** Start Selected excerpt **
Today the Church begins her one year long celebration of the Birth of St. Paul. St. Paul was born 2000 years ago in Tarsus, a small town in southern Turkey. His parents were Jewish and he was raised as a Pharisee. St. Paul was converted to Christianity in about 35 AD, when he was on the way to Damascus to persecute the Church. Pope Benedict declared that for the next year the Church will be celebrating the Holy Year of St. Paul – The man who wrote the bulk of the New Testament and helped to bring Faith in Jesus Christ to the Gentile world.
The principle question of the Gospel today is the question that Jesus puts to his disciples, and it is a question that he puts to us. Jesus asks us the question – “Who do you Say that I Am”? This is the most important question that we need to answer today because our whole relationship with God – the creator of the universe is framed by this question.
Jesus has been with his disciples for over a year. They have lived with him, witnessed the authority of his teaching. These men have seen him cure the sick, cleanse lepers, give sight to the blind, make the lame walk. Jesus asks them the question – “Who do you say that I am”.
** End Selected excerpt **
** Start Data entries **
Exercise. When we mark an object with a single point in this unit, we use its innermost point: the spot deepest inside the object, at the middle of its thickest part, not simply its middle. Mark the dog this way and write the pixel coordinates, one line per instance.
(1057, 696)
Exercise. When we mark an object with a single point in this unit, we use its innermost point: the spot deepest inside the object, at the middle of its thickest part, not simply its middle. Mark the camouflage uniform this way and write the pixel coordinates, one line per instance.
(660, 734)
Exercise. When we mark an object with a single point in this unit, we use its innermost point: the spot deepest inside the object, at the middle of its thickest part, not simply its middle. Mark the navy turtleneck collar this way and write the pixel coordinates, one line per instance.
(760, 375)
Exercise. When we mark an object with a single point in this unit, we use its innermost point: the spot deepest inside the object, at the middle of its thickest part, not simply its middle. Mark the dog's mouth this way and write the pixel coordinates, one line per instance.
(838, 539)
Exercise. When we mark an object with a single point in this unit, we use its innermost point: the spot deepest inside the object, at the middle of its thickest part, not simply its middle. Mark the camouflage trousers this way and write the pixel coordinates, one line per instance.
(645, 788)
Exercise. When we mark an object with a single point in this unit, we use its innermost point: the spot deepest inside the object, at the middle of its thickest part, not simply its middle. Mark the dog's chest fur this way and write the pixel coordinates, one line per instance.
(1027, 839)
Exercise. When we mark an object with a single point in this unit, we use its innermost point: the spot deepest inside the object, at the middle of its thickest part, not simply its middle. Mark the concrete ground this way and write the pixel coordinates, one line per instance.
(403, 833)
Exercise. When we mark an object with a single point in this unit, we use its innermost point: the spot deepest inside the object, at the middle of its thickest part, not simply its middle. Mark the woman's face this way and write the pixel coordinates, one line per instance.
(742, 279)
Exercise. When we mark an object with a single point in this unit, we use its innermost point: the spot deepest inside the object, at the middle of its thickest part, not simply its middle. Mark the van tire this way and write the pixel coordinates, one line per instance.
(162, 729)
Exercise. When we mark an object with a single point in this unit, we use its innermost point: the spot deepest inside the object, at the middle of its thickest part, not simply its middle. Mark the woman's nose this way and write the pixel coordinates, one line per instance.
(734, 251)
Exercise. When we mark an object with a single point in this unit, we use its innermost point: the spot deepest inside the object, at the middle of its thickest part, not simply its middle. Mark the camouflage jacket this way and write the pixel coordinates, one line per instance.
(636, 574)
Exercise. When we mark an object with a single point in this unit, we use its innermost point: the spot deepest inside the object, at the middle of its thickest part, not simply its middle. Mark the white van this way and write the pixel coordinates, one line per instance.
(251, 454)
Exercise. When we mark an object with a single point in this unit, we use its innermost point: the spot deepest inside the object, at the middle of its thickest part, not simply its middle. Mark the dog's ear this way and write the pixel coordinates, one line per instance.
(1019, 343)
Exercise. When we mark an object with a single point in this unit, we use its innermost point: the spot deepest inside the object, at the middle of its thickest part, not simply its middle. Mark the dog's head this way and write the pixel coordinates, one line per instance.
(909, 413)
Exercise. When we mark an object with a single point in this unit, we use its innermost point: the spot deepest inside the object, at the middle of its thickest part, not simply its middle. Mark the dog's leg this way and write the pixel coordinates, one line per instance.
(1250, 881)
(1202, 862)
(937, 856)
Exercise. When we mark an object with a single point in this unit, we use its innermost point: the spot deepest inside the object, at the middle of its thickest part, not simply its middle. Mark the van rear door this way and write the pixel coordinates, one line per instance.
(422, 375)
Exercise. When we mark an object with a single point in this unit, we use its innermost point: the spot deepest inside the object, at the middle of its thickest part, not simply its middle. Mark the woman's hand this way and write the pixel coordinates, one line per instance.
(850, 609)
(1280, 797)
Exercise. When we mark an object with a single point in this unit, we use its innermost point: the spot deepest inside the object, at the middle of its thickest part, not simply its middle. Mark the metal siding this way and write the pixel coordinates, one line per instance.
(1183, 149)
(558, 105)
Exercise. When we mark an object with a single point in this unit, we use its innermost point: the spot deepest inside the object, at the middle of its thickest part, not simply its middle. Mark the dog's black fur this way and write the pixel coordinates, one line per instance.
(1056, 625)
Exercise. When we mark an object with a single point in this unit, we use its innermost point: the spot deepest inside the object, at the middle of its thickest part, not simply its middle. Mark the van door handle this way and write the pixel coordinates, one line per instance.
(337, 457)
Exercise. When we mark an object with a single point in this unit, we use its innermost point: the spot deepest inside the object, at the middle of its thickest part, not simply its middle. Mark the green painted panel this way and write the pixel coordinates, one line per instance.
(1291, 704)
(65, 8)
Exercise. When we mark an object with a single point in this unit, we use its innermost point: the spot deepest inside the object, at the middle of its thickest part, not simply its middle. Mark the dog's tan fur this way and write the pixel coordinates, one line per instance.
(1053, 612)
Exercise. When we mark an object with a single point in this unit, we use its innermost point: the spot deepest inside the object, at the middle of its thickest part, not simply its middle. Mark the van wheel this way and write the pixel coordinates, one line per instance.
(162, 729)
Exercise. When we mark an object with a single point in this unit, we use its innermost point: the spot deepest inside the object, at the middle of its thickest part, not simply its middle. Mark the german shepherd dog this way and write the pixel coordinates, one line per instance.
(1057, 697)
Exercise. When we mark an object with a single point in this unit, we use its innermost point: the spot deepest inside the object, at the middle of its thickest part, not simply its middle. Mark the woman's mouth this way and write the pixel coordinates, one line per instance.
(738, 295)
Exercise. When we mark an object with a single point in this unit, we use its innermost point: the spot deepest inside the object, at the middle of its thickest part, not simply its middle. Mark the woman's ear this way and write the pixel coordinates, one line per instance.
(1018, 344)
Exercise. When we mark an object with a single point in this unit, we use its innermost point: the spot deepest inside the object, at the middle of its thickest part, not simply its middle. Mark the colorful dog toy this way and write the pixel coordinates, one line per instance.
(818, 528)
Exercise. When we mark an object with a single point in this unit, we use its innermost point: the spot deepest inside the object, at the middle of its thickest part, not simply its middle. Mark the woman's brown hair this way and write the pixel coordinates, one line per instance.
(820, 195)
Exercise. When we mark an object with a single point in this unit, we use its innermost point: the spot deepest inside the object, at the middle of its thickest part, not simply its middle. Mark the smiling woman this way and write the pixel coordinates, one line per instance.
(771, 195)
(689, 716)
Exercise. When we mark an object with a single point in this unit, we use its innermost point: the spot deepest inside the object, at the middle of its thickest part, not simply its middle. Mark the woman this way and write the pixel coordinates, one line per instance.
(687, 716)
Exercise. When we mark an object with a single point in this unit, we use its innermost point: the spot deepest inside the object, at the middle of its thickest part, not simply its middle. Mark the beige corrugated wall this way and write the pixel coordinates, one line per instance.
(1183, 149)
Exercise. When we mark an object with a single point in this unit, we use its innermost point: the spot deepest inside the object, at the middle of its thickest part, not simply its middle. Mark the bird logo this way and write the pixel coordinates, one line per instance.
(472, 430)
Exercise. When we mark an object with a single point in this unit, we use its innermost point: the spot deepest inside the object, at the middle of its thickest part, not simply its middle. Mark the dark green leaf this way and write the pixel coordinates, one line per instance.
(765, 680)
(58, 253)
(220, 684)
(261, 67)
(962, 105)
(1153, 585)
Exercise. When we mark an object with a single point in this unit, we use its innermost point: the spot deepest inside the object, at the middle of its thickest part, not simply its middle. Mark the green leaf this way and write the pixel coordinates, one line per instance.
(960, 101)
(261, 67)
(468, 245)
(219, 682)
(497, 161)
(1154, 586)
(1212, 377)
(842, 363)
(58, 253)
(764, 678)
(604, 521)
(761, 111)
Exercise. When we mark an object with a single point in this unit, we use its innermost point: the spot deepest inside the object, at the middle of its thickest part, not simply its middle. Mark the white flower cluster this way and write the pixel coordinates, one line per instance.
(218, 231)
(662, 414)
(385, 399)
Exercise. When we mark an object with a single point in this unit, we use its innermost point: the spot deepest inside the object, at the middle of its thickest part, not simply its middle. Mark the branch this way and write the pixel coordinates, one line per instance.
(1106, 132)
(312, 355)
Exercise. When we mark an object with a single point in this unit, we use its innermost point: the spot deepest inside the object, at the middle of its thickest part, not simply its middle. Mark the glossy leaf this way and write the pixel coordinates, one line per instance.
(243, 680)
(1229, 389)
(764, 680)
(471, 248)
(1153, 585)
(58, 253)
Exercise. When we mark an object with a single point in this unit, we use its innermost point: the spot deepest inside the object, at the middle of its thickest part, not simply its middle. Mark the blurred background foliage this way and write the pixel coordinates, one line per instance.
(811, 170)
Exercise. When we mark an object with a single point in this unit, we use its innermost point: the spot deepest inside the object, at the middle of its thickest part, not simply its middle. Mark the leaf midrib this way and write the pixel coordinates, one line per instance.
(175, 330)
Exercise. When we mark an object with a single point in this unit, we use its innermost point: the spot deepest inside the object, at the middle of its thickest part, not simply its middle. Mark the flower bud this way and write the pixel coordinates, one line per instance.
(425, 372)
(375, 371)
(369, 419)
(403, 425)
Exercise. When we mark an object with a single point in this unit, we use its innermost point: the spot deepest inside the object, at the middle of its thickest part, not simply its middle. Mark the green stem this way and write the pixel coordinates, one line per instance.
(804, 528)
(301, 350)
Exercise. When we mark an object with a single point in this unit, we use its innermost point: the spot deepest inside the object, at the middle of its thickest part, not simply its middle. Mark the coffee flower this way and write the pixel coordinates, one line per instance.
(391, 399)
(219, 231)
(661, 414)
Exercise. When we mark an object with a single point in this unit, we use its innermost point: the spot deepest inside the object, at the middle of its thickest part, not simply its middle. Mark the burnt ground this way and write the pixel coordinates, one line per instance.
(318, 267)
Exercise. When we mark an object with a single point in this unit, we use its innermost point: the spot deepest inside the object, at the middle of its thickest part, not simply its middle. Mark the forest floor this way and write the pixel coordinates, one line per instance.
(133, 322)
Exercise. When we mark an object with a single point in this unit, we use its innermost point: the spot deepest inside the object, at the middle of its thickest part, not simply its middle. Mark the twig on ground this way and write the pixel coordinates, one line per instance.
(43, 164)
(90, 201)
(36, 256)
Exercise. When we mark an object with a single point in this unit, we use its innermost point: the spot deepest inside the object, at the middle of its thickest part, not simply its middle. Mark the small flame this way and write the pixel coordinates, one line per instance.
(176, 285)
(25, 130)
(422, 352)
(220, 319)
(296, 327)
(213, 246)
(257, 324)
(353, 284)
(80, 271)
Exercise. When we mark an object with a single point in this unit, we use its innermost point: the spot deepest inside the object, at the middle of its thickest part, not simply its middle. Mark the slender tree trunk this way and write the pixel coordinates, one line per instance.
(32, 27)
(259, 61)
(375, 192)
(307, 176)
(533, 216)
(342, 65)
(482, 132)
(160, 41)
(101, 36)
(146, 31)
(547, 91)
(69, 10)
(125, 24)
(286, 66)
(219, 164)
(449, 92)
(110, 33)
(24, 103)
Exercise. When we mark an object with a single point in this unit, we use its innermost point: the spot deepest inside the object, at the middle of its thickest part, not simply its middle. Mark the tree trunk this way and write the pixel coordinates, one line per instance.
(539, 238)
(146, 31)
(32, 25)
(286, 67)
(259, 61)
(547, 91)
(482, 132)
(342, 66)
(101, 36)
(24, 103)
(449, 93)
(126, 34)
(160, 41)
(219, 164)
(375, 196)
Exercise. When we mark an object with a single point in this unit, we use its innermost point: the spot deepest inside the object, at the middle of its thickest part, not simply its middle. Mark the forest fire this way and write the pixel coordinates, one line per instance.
** End Data entries **
__Directive__. Copy the homily word for word from "Today the Church" to "the Gentile world.".

__Task solution__.
Today the Church begins her one year long celebration of the Birth of St. Paul. St. Paul was born 2000 years ago in Tarsus, a small town in southern Turkey. His parents were Jewish and he was raised as a Pharisee. St. Paul was converted to Christianity in about 35 AD, when he was on the way to Damascus to persecute the Church. Pope Benedict declared that for the next year the Church will be celebrating the Holy Year of St. Paul – The man who wrote the bulk of the New Testament and helped to bring Faith in Jesus Christ to the Gentile world.